2018-11-03 Thread Maxim Gekk (JIRA)


[ 
https://issues.apache.org/jira/browse/SPARK-25890?page=com.atlassian.jira.plugin.system.issuetabpanels:comment-tabpanel=16674112#comment-16674112
 ] 

Maxim Gekk commented on SPARK-25890:


I haven't reproduced the issue on the master branch.

> Null rows are ignored with Ctrl-A as a delimiter when reading a CSV file.
> -
>
> Key: SPARK-25890
> URL: https://issues.apache.org/jira/browse/SPARK-25890
> Project: Spark
>  Issue Type: Bug
>  Components: Spark Shell, SQL
>Affects Versions: 2.3.2
>Reporter: Lakshminarayan Kamath
>Priority: Major
>
> Reading a Ctrl-A delimited CSV file ignores rows with all null values. 
> However a comma delimited CSV file doesn't.
> *Reproduction in spark-shell:*
> import org.apache.spark.sql._
>  import org.apache.spark.sql.types._
> val l = List(List(1, 2), List(null,null), List(2,3))
>  val datasetSchema = StructType(List(StructField("colA", IntegerType, true), 
> StructField("colB", IntegerType, true)))
>  val rdd = sc.parallelize(l).map(item ⇒ Row.fromSeq(item.toSeq))
>  val df = spark.createDataFrame(rdd, datasetSchema)
> df.show()
> |colA|colB|
> |1   |2   |
> |null|null|
> |2   |3   | |
> df.write.option("delimiter", "\u0001").option("header", 
> "true").csv("/ctrl-a-separated.csv")

» **YOUR INSTRUCTIONS**
Reproduce the Spark CSV bug comment above in full, character for character.

» **PROVIDED RECORDS**

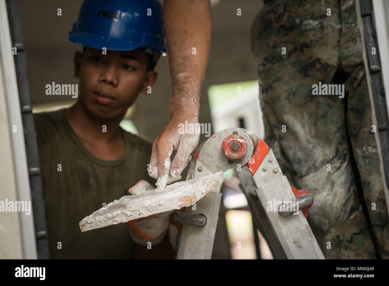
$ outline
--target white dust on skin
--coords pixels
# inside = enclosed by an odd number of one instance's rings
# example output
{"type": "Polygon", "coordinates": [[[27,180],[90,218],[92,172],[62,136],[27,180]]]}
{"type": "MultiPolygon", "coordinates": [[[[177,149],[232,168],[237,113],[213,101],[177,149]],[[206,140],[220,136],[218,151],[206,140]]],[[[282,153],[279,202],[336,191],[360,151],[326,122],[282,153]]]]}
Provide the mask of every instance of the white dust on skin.
{"type": "Polygon", "coordinates": [[[223,172],[220,172],[177,182],[163,189],[124,196],[85,218],[79,223],[80,228],[87,231],[191,205],[224,179],[223,172]]]}
{"type": "MultiPolygon", "coordinates": [[[[169,155],[172,154],[171,152],[169,153],[169,155]]],[[[170,156],[169,157],[167,157],[165,159],[165,162],[163,163],[163,167],[165,167],[165,169],[167,170],[167,173],[165,174],[163,176],[160,176],[158,177],[158,179],[157,180],[157,183],[156,184],[157,185],[157,189],[162,189],[165,188],[166,186],[166,185],[168,183],[168,176],[169,174],[169,170],[170,169],[170,156]]]]}

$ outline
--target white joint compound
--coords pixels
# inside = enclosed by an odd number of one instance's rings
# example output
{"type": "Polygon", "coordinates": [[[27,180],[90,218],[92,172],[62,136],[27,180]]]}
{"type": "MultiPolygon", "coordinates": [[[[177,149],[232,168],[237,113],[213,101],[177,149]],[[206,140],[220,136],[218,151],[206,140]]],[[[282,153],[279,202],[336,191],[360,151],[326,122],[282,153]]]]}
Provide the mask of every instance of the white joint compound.
{"type": "Polygon", "coordinates": [[[219,186],[224,179],[223,172],[220,172],[177,182],[163,189],[124,196],[84,218],[79,223],[80,228],[86,232],[188,207],[219,186]]]}

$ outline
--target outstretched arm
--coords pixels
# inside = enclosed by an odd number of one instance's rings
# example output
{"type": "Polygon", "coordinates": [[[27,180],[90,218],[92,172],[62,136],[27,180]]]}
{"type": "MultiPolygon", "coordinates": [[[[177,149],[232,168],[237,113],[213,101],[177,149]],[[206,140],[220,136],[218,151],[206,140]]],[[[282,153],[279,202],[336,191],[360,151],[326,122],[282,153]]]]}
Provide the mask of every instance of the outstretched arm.
{"type": "MultiPolygon", "coordinates": [[[[196,147],[200,135],[180,134],[179,125],[198,123],[200,92],[209,56],[209,0],[165,0],[163,20],[172,79],[169,121],[154,141],[151,170],[158,169],[157,186],[166,186],[169,171],[180,175],[196,147]],[[170,164],[173,150],[177,153],[170,164]]],[[[155,178],[157,179],[157,178],[155,178]]]]}

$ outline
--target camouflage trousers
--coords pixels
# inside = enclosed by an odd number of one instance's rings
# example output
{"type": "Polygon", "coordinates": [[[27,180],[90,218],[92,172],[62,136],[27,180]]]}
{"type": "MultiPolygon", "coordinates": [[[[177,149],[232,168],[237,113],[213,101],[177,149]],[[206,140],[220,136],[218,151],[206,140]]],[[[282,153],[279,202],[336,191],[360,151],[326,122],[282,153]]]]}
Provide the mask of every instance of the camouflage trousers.
{"type": "Polygon", "coordinates": [[[276,0],[257,15],[251,36],[265,142],[291,184],[314,196],[308,221],[325,257],[389,258],[354,0],[276,0]],[[344,85],[344,97],[313,92],[335,84],[344,85]]]}

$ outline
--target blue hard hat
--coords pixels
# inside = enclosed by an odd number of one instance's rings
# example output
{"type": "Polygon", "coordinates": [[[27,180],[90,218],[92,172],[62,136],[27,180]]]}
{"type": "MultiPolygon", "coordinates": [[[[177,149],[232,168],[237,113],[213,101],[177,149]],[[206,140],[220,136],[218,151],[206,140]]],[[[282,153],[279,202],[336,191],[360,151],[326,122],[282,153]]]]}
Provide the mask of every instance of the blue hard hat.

» **EXERCISE SOLUTION**
2018-11-03 Thread Maxim Gekk (JIRA)


[ 
https://issues.apache.org/jira/browse/SPARK-25890?page=com.atlassian.jira.plugin.system.issuetabpanels:comment-tabpanel=16674112#comment-16674112
 ] 

Maxim Gekk commented on SPARK-25890:


I haven't reproduced the issue on the master branch.

> Null rows are ignored with Ctrl-A as a delimiter when reading a CSV file.
> -
>
> Key: SPARK-25890
> URL: https://issues.apache.org/jira/browse/SPARK-25890
> Project: Spark
>  Issue Type: Bug
>  Components: Spark Shell, SQL
>Affects Versions: 2.3.2
>Reporter: Lakshminarayan Kamath
>Priority: Major
>
> Reading a Ctrl-A delimited CSV file ignores rows with all null values. 
> However a comma delimited CSV file doesn't.
> *Reproduction in spark-shell:*
> import org.apache.spark.sql._
>  import org.apache.spark.sql.types._
> val l = List(List(1, 2), List(null,null), List(2,3))
>  val datasetSchema = StructType(List(StructField("colA", IntegerType, true), 
> StructField("colB", IntegerType, true)))
>  val rdd = sc.parallelize(l).map(item ⇒ Row.fromSeq(item.toSeq))
>  val df = spark.createDataFrame(rdd, datasetSchema)
> df.show()
> |colA|colB|
> |1   |2   |
> |null|null|
> |2   |3   | |
> df.write.option("delimiter", "\u0001").option("header", 
> "true").csv("/ctrl-a-separated.csv")